Location labeling records:
>>>

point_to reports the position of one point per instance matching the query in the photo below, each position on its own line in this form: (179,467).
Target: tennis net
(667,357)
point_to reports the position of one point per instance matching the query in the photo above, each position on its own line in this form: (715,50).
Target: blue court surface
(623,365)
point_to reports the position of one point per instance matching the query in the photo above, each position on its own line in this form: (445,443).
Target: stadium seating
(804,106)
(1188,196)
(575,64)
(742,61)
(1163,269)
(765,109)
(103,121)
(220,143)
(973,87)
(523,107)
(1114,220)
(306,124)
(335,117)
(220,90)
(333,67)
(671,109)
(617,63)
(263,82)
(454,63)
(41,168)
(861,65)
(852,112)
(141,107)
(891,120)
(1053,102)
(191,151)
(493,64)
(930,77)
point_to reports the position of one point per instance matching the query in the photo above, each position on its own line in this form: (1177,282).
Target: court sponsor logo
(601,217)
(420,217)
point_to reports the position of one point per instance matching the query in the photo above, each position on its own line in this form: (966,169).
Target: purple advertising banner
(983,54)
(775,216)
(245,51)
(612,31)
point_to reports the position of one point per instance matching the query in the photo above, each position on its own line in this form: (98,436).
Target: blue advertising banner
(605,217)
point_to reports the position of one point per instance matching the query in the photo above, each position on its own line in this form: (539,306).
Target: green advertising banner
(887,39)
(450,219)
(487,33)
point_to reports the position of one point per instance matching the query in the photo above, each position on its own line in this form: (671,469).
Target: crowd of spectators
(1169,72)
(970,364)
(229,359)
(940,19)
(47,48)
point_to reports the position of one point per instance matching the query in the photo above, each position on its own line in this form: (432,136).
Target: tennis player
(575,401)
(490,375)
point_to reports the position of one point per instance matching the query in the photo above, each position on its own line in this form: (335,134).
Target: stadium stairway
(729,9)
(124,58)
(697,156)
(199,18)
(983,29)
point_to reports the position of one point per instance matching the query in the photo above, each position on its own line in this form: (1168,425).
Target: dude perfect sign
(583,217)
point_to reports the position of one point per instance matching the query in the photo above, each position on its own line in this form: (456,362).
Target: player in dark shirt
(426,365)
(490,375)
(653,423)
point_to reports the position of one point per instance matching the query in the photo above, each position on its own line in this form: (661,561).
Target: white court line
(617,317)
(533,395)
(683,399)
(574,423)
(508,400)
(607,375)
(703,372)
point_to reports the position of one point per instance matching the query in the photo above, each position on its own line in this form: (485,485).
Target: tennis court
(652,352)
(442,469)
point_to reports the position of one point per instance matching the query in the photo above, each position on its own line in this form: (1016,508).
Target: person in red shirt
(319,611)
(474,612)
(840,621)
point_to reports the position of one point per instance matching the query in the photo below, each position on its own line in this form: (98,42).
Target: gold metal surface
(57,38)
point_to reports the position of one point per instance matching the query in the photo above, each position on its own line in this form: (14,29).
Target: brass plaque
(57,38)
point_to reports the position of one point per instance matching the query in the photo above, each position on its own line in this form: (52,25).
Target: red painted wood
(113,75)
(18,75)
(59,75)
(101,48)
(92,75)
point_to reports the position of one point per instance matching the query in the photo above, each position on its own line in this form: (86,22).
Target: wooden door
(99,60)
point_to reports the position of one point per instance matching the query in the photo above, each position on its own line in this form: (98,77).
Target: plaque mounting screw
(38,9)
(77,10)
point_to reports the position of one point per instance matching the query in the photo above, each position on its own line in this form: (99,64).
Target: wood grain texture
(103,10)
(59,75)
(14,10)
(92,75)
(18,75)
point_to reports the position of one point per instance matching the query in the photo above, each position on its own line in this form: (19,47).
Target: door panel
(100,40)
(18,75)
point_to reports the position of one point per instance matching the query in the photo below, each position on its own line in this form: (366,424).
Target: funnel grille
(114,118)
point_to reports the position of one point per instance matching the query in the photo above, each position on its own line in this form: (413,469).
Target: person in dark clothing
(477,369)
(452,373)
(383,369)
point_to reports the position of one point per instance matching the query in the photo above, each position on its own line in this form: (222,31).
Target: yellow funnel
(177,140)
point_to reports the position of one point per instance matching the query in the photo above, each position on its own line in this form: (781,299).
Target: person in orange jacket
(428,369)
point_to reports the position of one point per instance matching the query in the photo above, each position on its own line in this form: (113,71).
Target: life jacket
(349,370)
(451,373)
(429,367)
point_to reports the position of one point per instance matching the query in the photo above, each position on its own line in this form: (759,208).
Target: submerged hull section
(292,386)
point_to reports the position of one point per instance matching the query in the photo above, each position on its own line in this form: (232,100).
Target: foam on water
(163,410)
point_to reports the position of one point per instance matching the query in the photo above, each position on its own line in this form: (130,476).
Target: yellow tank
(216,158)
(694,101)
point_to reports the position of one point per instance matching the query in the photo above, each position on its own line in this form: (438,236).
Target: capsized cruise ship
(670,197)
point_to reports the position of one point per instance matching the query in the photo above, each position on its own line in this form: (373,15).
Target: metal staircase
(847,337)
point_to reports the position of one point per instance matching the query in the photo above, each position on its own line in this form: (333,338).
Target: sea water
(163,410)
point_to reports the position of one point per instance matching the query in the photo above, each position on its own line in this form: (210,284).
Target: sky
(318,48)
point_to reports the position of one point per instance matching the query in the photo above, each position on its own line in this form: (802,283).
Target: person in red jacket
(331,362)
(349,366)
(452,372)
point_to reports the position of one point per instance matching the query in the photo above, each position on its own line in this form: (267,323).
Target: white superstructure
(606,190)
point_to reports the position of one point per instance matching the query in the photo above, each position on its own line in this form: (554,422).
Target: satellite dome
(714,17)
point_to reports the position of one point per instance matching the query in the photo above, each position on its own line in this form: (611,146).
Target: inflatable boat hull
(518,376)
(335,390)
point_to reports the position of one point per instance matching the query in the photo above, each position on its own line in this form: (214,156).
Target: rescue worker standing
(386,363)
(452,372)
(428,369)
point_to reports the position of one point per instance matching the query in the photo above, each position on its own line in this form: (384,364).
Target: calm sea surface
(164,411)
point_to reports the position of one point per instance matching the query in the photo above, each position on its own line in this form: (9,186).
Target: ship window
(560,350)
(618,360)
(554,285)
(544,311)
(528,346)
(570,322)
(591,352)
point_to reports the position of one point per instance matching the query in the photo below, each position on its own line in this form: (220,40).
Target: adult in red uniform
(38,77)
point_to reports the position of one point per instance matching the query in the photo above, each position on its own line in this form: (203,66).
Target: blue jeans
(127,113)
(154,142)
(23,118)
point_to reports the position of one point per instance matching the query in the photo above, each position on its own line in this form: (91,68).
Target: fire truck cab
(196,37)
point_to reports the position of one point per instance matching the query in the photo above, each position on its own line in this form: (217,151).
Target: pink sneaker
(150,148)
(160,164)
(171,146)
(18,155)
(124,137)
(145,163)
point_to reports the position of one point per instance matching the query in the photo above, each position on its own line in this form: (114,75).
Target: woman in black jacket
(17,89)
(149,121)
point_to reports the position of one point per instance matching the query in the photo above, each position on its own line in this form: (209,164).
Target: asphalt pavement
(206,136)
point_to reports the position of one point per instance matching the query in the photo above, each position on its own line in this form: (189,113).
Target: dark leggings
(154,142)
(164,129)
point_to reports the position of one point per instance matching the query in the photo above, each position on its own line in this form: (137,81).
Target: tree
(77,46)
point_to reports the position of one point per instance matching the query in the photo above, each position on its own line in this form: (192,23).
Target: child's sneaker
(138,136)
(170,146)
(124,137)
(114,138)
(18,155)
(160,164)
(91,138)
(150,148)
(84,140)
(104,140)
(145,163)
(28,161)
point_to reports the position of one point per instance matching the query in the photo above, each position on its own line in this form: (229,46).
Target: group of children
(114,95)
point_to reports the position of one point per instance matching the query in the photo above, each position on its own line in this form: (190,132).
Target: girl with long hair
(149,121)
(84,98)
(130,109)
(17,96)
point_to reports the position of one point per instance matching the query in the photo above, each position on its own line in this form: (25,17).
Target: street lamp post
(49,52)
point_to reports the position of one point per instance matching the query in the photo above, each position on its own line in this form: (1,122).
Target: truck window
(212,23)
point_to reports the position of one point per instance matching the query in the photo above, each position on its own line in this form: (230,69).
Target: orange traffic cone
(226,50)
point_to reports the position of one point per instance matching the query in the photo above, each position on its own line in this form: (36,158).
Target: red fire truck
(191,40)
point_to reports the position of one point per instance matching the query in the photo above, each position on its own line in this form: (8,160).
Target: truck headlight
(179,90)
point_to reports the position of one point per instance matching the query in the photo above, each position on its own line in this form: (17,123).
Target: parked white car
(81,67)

<<<

Problem description – Print exactly the lines above, starting at the line that contains "this form: (25,17)." and ending with the last line of the records, both included.

Exercise result –
point_to reports the position of one point per instance matching the query in the photo above, each position on its own line in this form: (25,17).
Target: street lamp post
(49,52)
point_to reports the position of one point per instance matching the query in the photo above, each position on its own line in this form: (1,122).
Target: truck window
(212,23)
point_to reports the position of one point per instance matching the query in the photo above, each position on its own line in this form: (230,69).
Target: orange traffic cone
(226,50)
point_to reports the position of one point per instance matching the query in the photo above, each position on its own line in this form: (36,158).
Target: red fire truck
(191,40)
point_to reports the position of one point per instance matching the query in the photo above, each position on its own line in this form: (8,160).
Target: truck headlight
(179,90)
point_to reports the position of one point per instance matching the query in the photo above, each position on its own line in this form: (17,123).
Target: parked white car
(81,67)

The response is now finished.